THE INPUT.
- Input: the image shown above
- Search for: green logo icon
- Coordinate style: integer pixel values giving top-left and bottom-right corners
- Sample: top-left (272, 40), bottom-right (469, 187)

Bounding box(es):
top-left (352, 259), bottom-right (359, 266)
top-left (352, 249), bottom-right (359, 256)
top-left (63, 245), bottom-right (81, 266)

ASSIGNED TASK. What belongs in the answer is the line with "- Search for: green logo icon" plus every later line of the listing, copied word for word and nothing besides.

FINAL ANSWER.
- Search for: green logo icon
- Coordinate style: integer pixel values giving top-left and bottom-right corners
- Sample: top-left (272, 40), bottom-right (469, 187)

Bounding box(es):
top-left (352, 259), bottom-right (359, 266)
top-left (352, 249), bottom-right (359, 256)
top-left (63, 245), bottom-right (81, 266)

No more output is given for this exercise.